Items from a data source:
⟨

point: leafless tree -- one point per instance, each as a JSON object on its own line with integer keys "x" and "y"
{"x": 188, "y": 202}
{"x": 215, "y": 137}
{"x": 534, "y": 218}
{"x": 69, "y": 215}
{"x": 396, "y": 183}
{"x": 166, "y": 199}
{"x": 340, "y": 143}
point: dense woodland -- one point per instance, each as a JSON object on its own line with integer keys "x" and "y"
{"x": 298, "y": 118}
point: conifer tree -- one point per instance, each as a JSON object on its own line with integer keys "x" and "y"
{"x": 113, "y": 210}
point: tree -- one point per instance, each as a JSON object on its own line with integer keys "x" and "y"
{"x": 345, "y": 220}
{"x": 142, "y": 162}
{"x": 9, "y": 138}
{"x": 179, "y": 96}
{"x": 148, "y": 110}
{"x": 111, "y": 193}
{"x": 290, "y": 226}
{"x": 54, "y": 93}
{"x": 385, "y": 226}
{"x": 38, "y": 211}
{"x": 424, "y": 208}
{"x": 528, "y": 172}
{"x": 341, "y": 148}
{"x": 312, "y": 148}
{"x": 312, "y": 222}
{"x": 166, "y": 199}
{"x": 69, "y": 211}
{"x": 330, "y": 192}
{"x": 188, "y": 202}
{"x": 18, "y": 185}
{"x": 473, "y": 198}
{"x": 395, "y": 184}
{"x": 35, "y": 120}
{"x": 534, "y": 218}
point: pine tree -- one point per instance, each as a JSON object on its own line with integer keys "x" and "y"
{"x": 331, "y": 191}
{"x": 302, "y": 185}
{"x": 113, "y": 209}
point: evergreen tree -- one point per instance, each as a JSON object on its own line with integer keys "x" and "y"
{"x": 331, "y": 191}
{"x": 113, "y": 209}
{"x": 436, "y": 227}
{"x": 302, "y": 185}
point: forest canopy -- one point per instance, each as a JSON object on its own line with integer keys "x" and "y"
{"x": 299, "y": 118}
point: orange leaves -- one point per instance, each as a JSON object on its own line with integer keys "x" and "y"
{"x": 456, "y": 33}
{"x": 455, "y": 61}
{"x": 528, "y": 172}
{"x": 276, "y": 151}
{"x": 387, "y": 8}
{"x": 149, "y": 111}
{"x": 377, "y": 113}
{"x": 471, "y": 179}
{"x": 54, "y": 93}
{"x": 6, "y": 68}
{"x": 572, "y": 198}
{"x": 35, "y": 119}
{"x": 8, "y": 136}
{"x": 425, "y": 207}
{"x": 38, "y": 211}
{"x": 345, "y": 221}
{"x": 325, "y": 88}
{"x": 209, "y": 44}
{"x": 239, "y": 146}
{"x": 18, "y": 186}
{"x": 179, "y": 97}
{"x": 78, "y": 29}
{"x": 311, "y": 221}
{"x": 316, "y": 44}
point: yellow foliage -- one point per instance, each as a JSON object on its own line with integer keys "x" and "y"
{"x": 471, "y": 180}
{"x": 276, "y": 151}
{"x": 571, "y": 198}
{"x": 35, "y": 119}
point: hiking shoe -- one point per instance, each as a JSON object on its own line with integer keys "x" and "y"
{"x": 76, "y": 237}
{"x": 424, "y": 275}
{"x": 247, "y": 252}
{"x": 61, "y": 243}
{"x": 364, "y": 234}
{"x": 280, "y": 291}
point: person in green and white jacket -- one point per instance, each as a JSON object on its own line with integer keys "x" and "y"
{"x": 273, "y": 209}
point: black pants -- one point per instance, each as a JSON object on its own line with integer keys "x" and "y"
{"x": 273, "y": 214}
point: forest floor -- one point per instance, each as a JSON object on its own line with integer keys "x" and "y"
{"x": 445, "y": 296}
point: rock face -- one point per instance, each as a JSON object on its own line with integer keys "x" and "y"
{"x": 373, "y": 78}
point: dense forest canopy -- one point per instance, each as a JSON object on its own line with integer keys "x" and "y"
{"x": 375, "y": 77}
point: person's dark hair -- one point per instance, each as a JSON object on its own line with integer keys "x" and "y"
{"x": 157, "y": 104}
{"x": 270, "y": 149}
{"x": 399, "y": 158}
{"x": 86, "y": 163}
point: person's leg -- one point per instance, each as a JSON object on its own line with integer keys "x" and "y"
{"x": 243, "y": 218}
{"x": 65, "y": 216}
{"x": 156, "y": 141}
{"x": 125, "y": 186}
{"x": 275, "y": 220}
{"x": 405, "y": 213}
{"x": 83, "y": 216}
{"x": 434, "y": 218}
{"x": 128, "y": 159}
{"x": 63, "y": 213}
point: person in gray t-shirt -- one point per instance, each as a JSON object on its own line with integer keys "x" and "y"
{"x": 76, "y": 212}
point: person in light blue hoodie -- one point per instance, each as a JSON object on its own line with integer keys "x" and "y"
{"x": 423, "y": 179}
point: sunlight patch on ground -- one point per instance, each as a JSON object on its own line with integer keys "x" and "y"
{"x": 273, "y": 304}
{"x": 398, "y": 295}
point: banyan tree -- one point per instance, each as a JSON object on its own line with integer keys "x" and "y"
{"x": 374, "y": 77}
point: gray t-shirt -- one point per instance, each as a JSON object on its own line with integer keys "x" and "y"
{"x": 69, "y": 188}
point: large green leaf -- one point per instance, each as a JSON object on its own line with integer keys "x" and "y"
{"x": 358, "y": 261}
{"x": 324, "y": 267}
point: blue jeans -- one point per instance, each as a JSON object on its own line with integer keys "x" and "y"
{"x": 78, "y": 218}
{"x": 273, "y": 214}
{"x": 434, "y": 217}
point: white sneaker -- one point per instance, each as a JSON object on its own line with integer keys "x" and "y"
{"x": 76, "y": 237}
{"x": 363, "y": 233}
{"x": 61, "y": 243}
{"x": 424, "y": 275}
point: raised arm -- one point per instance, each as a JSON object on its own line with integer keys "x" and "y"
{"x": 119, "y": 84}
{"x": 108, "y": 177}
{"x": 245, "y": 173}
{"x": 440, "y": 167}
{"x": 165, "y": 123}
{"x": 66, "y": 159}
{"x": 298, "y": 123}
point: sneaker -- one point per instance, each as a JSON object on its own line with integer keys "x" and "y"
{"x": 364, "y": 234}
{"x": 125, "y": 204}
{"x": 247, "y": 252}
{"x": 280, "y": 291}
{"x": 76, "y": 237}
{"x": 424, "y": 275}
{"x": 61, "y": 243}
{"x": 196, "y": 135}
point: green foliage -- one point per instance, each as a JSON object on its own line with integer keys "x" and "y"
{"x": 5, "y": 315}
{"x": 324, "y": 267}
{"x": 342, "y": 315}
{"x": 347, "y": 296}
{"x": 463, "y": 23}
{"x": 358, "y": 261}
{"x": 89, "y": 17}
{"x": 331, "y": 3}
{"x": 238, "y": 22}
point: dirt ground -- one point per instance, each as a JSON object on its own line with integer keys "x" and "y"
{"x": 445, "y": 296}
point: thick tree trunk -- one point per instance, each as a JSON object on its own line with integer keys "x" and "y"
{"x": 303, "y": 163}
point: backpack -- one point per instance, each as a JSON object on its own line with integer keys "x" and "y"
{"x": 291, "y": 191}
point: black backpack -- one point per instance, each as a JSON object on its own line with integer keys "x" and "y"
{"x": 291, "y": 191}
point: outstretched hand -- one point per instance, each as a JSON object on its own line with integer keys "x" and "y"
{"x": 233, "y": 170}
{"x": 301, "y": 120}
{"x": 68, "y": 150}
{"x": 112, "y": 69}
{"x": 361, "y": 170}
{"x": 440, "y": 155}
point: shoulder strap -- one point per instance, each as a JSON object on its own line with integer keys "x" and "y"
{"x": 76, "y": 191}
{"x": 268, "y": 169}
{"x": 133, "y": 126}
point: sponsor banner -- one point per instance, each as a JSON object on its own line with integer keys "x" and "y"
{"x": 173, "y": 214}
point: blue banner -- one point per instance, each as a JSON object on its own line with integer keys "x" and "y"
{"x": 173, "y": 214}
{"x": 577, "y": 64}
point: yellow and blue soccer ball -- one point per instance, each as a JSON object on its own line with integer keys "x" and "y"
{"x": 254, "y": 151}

⟩

What you are asked to do. From the line holding "point: sponsor banner" to the last line of the records, quote each line exactly and add nothing.

Result for this exercise.
point: sponsor banner -- one point per instance, each as a JSON object on its own line with integer keys "x" and "y"
{"x": 173, "y": 214}
point: blue banner -- one point per instance, each as a JSON object on its own line with integer keys "x" and "y"
{"x": 173, "y": 214}
{"x": 577, "y": 64}
point: yellow and blue soccer ball -- one point per instance, each as a JSON object on its own line with integer keys "x" and "y"
{"x": 254, "y": 151}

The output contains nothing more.